_Given passage_.
In a global study of high- and upper-middle-income countries, babies born to Black women in underserved groups “had consistently poorer perinatal outcomes than White women after adjusting for maternal characteristics, although the risks varied for other groups,” investigators conclude. The article is part of a special issue on advancing racial and ethnic equity in science, medicine, and health.

The individual participant data (IPD) meta-analysis initially included findings from 94 studies, 53 countries, and 4,539,640 pregnancies stored in the International Prediction of Pregnancy Complications Network. Studies reported perinatal outcomes (neonatal death, stillbirth, preterm birth, and small-for-gestational-age babies) in at least 2 racial or ethnic groups (White, Black, south Asian, Hispanic, or other).

Based on primary outcomes of neonatal mortality and stillbirth, the study found: “51 studies from 20 high-income and upper-middle-income countries, comprising 2,198,655 pregnancies, were eligible for inclusion in this IPD meta-analysis. Neonatal death was twice as likely in babies born to Black women than in babies born to White women (OR 2.00, 95% CI 1.44–2.78), as was stillbirth (2.16, 1.46–3.19), and babies born to Black women were at increased risk of preterm birth (1.65, 1.46–1.88) and being small for gestational age (1.39, 1.13–1.72). Babies of women categorised as Hispanic had a three-times increased risk of neonatal death (OR 3.34, 95% CI 2.77–4.02) than did those born to White women, and those born to south Asian women were at increased risk of preterm birth (OR 1.26, 95% CI 1.07–1.48) and being small for gestational age (1.61, 1.32–1.95). The effects of race and ethnicity on preterm birth and small-for-gestational-age babies did not vary across regions.”

_Dataset excerpt_.
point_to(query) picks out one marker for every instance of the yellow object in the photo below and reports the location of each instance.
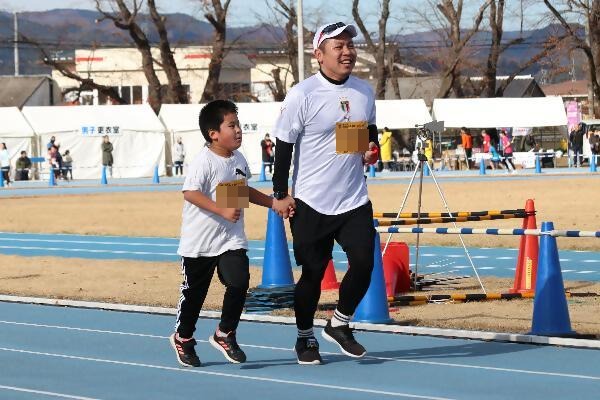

_What to work on_.
- A) From the passage on perinatal outcomes above the listing, extract the text starting with "In a global" and going on through "medicine, and health.".
- B) According to the passage on perinatal outcomes, how many pregnancies did the studies eligible for the IPD meta-analysis comprise?
- C) Continue the passage on racial and ethnic differences in perinatal outcomes from its final sentence.

_Responses to the tasks_.
- A)
In a global study of high- and upper-middle-income countries, babies born to Black women in underserved groups “had consistently poorer perinatal outcomes than White women after adjusting for maternal characteristics, although the risks varied for other groups,” investigators conclude. The article is part of a special issue on advancing racial and ethnic equity in science, medicine, and health.

- B) 2,198,655 pregnancies

- C)
Editorial: “Ongoing discussions regarding the use of the terms race, ethnicity, and ancestry in biomedicine reflect the persistent misunderstanding of the definitions of these terms and their true associations with pathogenic genetic variants,” write authors of a Viewpoint article. “In fact, structural racism—or the way policies established through legacies of slavery and European colonisation encourage ongoing racialised oppression in all parts of society—produces environmental but non-uniform distribution of inequities. These inequities become embodied in the individual, influencing hormonal activity, epigenetics, and gene expression alongside reduced health-care access and health-care quality to produce health inequity. Misuse and conflation of the terms race, ethnicity, and ancestry are restricting progress in understanding health disparities. These terms are all socially constructed concepts with no fixed biological meaning, although variable experiences of racialisation can produce health inequities via physiological responses to racial oppression. Reliance on race, ethnicity, and ancestry as surrogates for pathogenic alleles of complex disease in biomedical research and clinical practice risks identification of spurious associations, misdiagnosis of disease risks, and missed opportunities to fund research that can potentially identify the true causes of health disparities. Practicing race-conscious medicine by emphasising racism rather than poorly defined sociopolitical categories can reveal the underlying causes of racialised health inequities and the appropriate targets of intervention.”